WRITTEN INSTRUCTION: The line containing "Locate the blue basketball" and every line after it, through the last, are to be extracted exactly; no other lines belong in the answer.

(Records from a data collection)
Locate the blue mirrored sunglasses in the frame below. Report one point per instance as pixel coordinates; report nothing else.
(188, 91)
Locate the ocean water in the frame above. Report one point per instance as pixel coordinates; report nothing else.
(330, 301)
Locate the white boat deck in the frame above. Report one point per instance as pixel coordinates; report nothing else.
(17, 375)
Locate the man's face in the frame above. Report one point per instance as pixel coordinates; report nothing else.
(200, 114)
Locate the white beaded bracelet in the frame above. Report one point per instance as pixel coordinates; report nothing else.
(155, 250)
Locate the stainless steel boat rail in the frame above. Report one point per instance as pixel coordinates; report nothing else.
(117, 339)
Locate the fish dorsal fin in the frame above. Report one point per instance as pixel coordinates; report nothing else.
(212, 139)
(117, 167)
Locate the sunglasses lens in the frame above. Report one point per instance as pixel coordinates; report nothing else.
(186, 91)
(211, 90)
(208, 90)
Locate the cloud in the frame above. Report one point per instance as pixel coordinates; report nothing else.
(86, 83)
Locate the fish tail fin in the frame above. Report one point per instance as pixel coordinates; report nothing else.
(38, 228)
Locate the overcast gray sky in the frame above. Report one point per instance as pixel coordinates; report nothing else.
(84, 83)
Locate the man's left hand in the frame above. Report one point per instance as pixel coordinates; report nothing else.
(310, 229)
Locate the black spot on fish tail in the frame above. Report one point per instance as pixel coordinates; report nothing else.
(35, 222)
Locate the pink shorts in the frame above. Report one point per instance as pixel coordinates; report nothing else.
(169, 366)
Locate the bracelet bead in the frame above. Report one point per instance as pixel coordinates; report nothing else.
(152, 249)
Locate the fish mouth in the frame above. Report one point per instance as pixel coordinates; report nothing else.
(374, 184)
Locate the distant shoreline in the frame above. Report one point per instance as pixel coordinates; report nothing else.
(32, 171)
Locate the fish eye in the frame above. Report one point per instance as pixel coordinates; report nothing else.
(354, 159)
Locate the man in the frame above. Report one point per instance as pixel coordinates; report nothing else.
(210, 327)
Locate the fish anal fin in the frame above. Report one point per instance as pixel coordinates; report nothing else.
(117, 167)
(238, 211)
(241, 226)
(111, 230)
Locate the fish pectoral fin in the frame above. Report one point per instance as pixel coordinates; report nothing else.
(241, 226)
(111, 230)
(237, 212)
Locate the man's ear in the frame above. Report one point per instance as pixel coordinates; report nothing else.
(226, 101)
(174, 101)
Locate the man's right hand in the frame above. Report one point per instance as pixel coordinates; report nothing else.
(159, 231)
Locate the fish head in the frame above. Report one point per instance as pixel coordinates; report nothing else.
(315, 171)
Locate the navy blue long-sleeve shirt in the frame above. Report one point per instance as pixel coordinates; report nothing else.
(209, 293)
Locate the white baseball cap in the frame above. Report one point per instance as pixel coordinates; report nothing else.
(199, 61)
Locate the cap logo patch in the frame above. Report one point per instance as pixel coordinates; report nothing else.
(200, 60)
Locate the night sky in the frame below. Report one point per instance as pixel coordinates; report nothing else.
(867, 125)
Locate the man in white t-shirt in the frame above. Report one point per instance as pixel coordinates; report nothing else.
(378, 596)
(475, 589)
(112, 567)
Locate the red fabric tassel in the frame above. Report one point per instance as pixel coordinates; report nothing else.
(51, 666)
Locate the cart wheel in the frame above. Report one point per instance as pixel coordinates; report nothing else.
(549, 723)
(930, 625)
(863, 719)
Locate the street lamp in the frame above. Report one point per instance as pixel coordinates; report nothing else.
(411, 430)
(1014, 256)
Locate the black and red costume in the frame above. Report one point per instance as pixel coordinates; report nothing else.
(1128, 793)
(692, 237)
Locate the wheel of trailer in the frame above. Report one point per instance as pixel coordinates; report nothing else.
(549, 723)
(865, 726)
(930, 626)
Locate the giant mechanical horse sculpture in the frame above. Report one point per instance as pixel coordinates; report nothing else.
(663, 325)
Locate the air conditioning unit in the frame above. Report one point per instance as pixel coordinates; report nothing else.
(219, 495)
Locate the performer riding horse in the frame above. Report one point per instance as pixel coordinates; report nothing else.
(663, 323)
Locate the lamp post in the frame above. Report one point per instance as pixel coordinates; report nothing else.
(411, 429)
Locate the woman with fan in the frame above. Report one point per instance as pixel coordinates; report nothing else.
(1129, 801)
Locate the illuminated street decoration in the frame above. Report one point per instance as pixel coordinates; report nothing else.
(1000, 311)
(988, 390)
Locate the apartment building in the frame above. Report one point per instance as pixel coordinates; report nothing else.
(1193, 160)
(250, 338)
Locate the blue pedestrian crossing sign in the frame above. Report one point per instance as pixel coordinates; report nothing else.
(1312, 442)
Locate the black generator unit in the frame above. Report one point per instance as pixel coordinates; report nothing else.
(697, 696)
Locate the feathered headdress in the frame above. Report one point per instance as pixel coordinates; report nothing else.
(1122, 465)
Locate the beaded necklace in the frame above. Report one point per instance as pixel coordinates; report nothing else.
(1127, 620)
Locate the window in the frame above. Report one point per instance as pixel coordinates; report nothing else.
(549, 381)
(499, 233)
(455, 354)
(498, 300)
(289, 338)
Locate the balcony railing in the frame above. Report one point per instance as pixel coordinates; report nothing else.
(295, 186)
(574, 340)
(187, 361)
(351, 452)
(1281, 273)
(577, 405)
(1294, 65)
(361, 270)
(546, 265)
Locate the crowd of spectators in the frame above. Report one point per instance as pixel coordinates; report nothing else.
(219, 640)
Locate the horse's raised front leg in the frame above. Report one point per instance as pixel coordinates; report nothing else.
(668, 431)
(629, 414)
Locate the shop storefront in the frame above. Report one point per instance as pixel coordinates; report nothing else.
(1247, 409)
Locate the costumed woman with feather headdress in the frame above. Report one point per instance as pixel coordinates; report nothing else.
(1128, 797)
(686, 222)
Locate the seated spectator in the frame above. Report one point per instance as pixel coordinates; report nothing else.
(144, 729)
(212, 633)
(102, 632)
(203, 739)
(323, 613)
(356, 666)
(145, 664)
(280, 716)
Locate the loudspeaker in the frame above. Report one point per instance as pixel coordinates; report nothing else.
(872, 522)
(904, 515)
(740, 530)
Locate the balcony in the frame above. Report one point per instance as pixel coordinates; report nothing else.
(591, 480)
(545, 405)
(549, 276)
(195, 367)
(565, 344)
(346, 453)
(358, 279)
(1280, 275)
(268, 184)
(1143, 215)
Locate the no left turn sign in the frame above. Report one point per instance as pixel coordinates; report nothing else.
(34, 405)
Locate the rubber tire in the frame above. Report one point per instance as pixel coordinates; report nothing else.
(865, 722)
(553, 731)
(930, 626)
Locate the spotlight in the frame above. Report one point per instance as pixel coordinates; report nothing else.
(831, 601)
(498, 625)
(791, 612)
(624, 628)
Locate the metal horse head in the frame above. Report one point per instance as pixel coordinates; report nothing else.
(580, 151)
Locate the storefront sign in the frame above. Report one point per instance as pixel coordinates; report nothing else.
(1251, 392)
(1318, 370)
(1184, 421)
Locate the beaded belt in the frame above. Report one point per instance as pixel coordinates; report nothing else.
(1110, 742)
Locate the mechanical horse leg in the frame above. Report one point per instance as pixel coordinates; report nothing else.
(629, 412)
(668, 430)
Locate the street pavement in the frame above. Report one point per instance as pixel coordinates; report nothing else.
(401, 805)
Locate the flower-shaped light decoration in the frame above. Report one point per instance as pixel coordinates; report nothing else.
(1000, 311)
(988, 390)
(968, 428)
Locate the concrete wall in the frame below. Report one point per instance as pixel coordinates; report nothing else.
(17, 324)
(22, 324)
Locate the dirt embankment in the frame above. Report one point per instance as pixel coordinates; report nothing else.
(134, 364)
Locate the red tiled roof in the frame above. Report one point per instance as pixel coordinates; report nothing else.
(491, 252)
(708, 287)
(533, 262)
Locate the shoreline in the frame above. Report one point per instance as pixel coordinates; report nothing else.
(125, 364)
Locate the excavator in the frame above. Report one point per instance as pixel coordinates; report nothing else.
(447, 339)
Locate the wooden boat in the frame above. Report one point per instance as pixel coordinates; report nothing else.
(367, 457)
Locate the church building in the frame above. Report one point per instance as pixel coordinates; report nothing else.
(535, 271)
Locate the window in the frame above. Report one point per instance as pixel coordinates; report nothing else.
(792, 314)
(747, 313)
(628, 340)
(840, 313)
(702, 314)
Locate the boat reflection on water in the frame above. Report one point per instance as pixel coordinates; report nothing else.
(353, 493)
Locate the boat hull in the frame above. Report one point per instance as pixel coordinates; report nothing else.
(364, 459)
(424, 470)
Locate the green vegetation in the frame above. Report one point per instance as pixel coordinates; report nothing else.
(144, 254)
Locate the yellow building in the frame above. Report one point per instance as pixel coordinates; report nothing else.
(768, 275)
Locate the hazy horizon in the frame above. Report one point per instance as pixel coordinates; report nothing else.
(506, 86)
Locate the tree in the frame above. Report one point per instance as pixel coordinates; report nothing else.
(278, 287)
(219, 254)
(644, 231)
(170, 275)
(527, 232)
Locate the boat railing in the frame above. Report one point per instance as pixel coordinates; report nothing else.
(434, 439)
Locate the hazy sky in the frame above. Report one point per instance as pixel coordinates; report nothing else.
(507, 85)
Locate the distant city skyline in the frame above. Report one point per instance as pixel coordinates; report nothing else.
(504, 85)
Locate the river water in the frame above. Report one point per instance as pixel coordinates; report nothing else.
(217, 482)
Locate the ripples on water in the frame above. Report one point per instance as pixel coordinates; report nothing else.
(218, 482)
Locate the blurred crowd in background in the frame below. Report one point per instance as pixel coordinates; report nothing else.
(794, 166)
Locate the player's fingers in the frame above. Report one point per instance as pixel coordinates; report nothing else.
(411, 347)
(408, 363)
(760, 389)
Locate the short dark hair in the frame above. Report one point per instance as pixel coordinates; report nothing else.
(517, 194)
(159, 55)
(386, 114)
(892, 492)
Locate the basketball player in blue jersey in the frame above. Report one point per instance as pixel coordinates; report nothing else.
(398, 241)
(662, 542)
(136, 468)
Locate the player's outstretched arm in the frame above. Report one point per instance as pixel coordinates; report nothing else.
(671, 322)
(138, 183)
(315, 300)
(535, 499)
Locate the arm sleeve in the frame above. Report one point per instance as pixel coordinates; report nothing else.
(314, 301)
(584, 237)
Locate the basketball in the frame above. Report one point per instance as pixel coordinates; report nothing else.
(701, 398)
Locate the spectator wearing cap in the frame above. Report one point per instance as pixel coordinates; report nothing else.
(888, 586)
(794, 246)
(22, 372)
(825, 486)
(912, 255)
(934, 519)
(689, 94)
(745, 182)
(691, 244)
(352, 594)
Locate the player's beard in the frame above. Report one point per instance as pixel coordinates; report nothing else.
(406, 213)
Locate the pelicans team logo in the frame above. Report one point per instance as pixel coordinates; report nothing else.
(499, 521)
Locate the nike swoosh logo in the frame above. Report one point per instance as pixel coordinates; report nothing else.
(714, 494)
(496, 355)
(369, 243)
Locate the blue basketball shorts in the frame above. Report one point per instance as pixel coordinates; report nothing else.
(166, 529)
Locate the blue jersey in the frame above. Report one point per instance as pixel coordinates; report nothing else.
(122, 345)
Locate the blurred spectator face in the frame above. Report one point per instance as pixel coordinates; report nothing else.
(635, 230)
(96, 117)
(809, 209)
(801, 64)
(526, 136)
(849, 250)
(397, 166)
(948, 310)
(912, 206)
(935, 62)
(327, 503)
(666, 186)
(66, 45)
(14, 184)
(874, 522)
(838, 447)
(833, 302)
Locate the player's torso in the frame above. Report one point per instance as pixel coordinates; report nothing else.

RESULT:
Locate the blue basketball shorts in the frame above. Report one point per instance as pixel coordinates; report nothing else.
(166, 529)
Locate the blue jersey in the frame above. Report one point per instance as pixel coordinates; report nothing else.
(122, 345)
Locate the blurred spectator face in the frame above. Report one point per instance as pixel coordinates; report nothing else.
(635, 230)
(96, 117)
(809, 209)
(801, 64)
(526, 136)
(849, 250)
(397, 166)
(948, 310)
(912, 206)
(935, 62)
(327, 503)
(666, 186)
(66, 45)
(14, 184)
(874, 522)
(838, 447)
(833, 302)
Locate the player's torso in the frame above. Report one point per instance as pixel coordinates; report nothing else.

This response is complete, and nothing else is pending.